> [Activity]
Repeat the data in full. Every line must match.

[Natural-language object grounding data]
━━━━━━━━━━━━━━━━

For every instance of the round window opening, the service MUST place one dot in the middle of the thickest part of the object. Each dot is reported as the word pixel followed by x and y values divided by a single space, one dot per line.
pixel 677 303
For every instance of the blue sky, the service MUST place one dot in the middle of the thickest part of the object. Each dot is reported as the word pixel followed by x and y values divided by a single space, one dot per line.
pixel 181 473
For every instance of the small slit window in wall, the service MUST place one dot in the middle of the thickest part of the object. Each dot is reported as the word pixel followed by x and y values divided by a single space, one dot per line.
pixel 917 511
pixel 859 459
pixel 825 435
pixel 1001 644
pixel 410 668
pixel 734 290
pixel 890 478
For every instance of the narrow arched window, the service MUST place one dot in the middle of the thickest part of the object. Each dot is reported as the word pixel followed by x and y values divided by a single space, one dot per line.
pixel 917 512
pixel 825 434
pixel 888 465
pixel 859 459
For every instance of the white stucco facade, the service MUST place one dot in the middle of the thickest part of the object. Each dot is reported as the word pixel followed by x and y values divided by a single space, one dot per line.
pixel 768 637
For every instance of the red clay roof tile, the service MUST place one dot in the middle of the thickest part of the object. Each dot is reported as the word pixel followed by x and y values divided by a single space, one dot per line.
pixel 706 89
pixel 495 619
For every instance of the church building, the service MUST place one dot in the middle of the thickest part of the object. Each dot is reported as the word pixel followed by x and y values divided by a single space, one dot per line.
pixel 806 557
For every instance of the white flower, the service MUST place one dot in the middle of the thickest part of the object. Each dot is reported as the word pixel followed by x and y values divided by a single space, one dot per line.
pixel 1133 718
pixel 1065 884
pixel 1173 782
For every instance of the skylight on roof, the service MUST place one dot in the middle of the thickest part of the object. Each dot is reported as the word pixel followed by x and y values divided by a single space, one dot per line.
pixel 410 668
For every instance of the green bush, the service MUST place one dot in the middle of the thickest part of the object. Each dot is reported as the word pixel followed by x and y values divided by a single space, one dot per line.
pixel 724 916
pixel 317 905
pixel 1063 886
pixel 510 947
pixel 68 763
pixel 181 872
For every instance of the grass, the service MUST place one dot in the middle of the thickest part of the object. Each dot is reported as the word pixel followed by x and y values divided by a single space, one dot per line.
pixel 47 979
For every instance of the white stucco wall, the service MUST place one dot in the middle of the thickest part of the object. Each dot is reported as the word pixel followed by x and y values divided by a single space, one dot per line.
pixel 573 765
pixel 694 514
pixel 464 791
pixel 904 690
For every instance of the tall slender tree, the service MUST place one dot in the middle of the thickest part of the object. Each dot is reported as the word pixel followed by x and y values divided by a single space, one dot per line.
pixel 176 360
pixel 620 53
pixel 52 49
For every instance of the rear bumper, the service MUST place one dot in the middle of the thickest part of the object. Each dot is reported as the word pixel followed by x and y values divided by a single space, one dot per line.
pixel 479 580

━━━━━━━━━━━━━━━━

> [Result]
For every instance of the round window opening, the service MUST place one dot in the middle of the thickest part of the object. Each dot is reported as the word pixel followed by x and y values divided by a single space, one dot per line.
pixel 677 303
For every instance of the blue sky, the service MUST place one dot in the middle of the thickest part of the object. Each dot is reported as the word pixel followed by x and y values divided by a single space, one dot per line.
pixel 181 473
For every instance of the small slit window in wall, the service MUST place one dot in the middle of the thickest part of the object. Each dot is reported as the word pixel followed by x and y values divided by a single space, one dot per line.
pixel 917 511
pixel 859 459
pixel 825 435
pixel 1001 644
pixel 410 668
pixel 734 290
pixel 890 478
For every instance of the narrow arched window, the service MUST place one dot in the middle of the thickest part of the object. Each dot is reported as the word pixel followed by x and y values divided by a single space, one dot per line.
pixel 917 512
pixel 825 434
pixel 888 465
pixel 859 459
For every instance of the white stucco facade, the service MUST place one dot in the middle of the thickest part of the object. Each dot is reported as the word pixel followed by x and y values divided by a single space, one dot per line.
pixel 768 637
For every instance of the red clay roof tile, the service MUST place one dot in the middle of the thickest part of the object. Each dot is reported as the word pixel followed by x and y values divided by a single space, one dot per line.
pixel 706 89
pixel 495 619
For every instance of the church building, the service MUST place one dot in the middle of the thickest part of the object. Each dot is reported as the word pixel followed by x and y values divided by a single space, one dot per line.
pixel 806 557
For every instance of the white flower, the service MUST place one dot in the middle of the thickest part of the object. Each dot is reported as the word pixel followed by x and y values divided by a single space, one dot per line.
pixel 1133 718
pixel 1065 884
pixel 1173 782
For every instance of the skylight on roof, the service MUST place one dot in the middle of the thickest part of the object. Each dot is reported as the word pixel followed by x and y values divided by a single space, one dot per line.
pixel 410 668
For every instance of the green bush, the service MUST place one dot in the middle of the thickest part of the object. Each dot is reported as the word pixel followed by x and y values divided by a single space, one dot per line.
pixel 724 916
pixel 317 905
pixel 1063 886
pixel 510 947
pixel 68 763
pixel 181 872
For every instance of the grass, the service MUST place one dot in the middle of the thickest part of the object. Each dot is reported as the word pixel followed by x and y values divided by a single space, one dot per line.
pixel 47 979
For every instance of the white stucco wall, the service MUST place one dot in the middle of the thickest part of the object. Each dot is reported as the word pixel followed by x and y values divided by a single space, one dot per line.
pixel 573 765
pixel 694 514
pixel 464 791
pixel 904 690
For every instance of the tall slender tree, the service MUST place one dot in the middle of the thickest part of the object. Each dot is reported as the word pixel followed by x and y values divided by a single space, one dot per line.
pixel 176 360
pixel 620 53
pixel 52 49
For every instance of the rear bumper, the service MUST place one dot in the middle of the thickest part of the object. Each dot is reported as the word pixel followed by x and y values divided by a single space, one dot per line.
pixel 479 580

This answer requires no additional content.